[[ Excerpt open ]]

# Not A Good Way To Start Off The Camping Season



## KosinTrouble (Jul 18, 2005)

So this past weekend we went out to a friends "farm", has a natural spring though the land and pond, rents the land out to a farmer but camps out there.

So he is starting to build a cabin and asked if I could come out and help him with it. No problem, have lots of experience building houses and stuff. So brought out an extra framing nailer and tools ect... 10min in to building some walls on the very first day, the framing nailer does a double shot and the nail head hits my left hand. At first I was thinking ohhh %^^#, please dont look and see a nail sticking out of my hand!!!!

Look at my hand, NO NAIL! Phew dodged that one. Had a small cut, hand hurt but was able to complete the walls of the place over the weekend. Go to work on monday and type away at the computer all day(computer programmer). By end of day my fingers are feeling numb. Uhh ohh, thats not good. So head to the doctors, who sends me for x-rays who then sends me to ER, who then proceeds to tell me...

Imagine newly laid sod. All nice and green. No imagine you have a brick and throw onto the new sod. Pick up the brick and see the nice divot that is left? That is what your bone looks like. Basically the head of the nail, crushed and broke a bone in my hand. So now I get to wear a cast all the way up to the second knuckle of my hand for the next 6-8weeks.

The good news, I can be the foreman for when my buddy does the roof. Every construction project needs a good beer drinking foreman!!!!


----------



## CamperAndy (Aug 26, 2004)

Always a silver lining.


----------



## duggy (Mar 17, 2010)

As bad as it is, it could have been a lot worse! Those nailers take no prisoners. You're a lucky guy! Enjoy the administrative role while you can.


----------



## Traveling Tek (Oct 15, 2010)

did something similar a couple years ago. Was playing with the dog and he bit me, so I punched him in his big stupid Labrador head and broke my hand. It was worth it as he is now the best dog in the world. 

Pray you heal soon man.


----------



## Lmbevard (Mar 18, 2006)

I had a finishing air nailer send a 2" 18 gauge nail into my hand when I got it in the wrong place. Hurt like all get out, but didn't break anything. My brother-in-law had a framing nailer miss fire bouncing a nail off the ceiling and into his eye. Was not good. Do agree that every project needs a good foreman. Beer optional.


----------



## Insomniak (Jul 7, 2006)

[[ Excerpt closed ]]

* _What you should do_
In the camping-season thread above, how long does the person who was hurt by the framing nailer have to wear a cast?

[[ Data for analysis open ]]

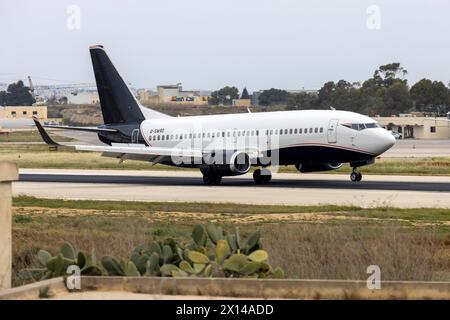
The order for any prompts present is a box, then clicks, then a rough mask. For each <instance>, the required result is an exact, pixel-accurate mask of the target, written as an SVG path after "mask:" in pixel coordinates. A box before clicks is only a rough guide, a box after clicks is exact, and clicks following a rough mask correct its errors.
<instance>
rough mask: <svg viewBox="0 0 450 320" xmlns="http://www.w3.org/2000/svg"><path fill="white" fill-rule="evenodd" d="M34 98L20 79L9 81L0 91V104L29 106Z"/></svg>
mask: <svg viewBox="0 0 450 320" xmlns="http://www.w3.org/2000/svg"><path fill="white" fill-rule="evenodd" d="M34 102H36V100H35V99H34V98H33V96H32V95H31V93H30V88H28V87H25V86H24V84H23V82H22V81H21V80H19V81H17V83H11V84H10V85H9V86H8V88H7V90H6V91H2V92H0V104H1V105H9V106H31V105H32V104H33V103H34Z"/></svg>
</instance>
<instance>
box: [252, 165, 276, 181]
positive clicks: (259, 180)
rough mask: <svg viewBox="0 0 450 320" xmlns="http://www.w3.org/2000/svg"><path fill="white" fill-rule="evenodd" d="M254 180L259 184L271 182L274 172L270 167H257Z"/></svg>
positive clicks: (253, 177)
mask: <svg viewBox="0 0 450 320" xmlns="http://www.w3.org/2000/svg"><path fill="white" fill-rule="evenodd" d="M253 180H254V181H255V182H256V183H257V184H267V183H269V182H270V180H272V173H271V172H270V170H269V169H265V168H262V169H256V170H255V171H254V172H253Z"/></svg>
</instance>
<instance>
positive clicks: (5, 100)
mask: <svg viewBox="0 0 450 320" xmlns="http://www.w3.org/2000/svg"><path fill="white" fill-rule="evenodd" d="M6 101H7V100H6V91H0V106H6V105H7V103H6Z"/></svg>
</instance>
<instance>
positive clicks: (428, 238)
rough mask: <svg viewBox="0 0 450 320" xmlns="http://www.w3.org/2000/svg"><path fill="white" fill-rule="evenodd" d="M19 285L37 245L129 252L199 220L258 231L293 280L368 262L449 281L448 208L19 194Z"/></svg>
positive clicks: (17, 254)
mask: <svg viewBox="0 0 450 320" xmlns="http://www.w3.org/2000/svg"><path fill="white" fill-rule="evenodd" d="M13 213H14V214H13V286H17V285H22V284H24V283H27V282H29V281H30V279H28V278H26V277H24V276H23V274H21V273H20V270H23V269H24V268H30V267H32V268H35V267H39V262H38V261H37V252H38V251H39V249H46V250H49V251H50V252H52V253H56V252H58V250H59V247H60V246H61V244H62V243H64V242H66V241H68V242H70V243H72V244H73V245H74V246H75V247H76V248H78V249H80V250H82V251H85V252H89V251H90V250H91V249H93V248H95V250H96V252H97V256H103V255H115V256H120V257H126V258H127V257H129V255H130V252H131V251H132V250H133V248H134V247H135V246H136V245H139V244H147V245H148V244H149V243H150V242H152V241H154V240H155V239H159V240H162V239H165V238H173V239H175V240H177V241H179V242H180V243H187V242H188V241H189V240H190V235H191V232H192V226H193V225H194V224H206V223H210V222H213V223H215V224H218V225H221V226H223V228H224V230H226V231H231V230H234V229H235V227H239V230H240V232H241V235H242V237H243V238H244V237H247V236H248V234H249V233H250V232H253V231H254V230H255V229H257V228H259V229H261V234H262V243H263V246H264V249H265V250H267V252H268V253H269V256H270V261H271V263H272V265H274V266H280V267H282V268H283V269H284V270H285V271H286V274H287V275H288V277H290V278H302V279H305V278H306V279H308V278H311V279H366V278H367V275H366V273H365V272H366V268H367V266H368V265H370V264H377V265H380V267H381V269H382V270H383V278H384V279H386V280H389V279H394V280H418V281H419V280H423V281H432V280H433V281H439V280H446V281H448V279H450V263H449V261H450V260H448V257H449V254H450V251H449V249H450V247H449V244H450V226H449V225H448V221H450V210H445V209H394V208H372V209H365V208H359V207H346V206H325V207H322V206H265V205H258V206H254V205H237V204H229V203H224V204H220V203H219V204H211V203H161V202H151V203H147V202H126V201H117V202H115V201H87V200H68V201H66V200H47V199H37V198H32V197H16V198H14V199H13Z"/></svg>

[[ Data for analysis closed ]]

* _Exercise output_
For the next 6-8 weeks.